| Set exercise |
Find each line in the entries below that contains the string "snowtrooper", and copy those lines. Case matters when matching.

────────────────────────────────────────

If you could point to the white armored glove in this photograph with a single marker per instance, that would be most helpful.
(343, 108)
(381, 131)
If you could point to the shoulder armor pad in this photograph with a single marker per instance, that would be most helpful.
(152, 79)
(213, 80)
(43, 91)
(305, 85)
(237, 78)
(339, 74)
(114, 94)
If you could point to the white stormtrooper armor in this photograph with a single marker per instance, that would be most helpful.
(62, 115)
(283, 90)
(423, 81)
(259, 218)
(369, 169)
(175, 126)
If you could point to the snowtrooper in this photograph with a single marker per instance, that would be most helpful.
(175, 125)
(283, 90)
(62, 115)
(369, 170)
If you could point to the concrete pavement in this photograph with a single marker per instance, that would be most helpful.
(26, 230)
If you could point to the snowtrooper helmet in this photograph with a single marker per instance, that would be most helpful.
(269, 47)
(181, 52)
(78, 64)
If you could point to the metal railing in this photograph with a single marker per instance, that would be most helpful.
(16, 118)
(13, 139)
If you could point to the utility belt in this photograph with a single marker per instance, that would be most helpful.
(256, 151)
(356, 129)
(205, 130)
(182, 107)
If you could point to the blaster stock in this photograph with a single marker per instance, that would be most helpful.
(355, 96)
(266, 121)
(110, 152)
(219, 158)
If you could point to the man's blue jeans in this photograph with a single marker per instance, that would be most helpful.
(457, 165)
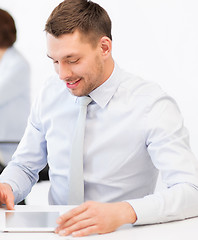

────────────────────────────────────────

| Correct response |
If you could point to the snowtrooper in this photograph with a single marker per instance, that would be most helpful.
If you could point to the snowtrooper helmet in this photograph with a single marker per instance, that would be most helpful.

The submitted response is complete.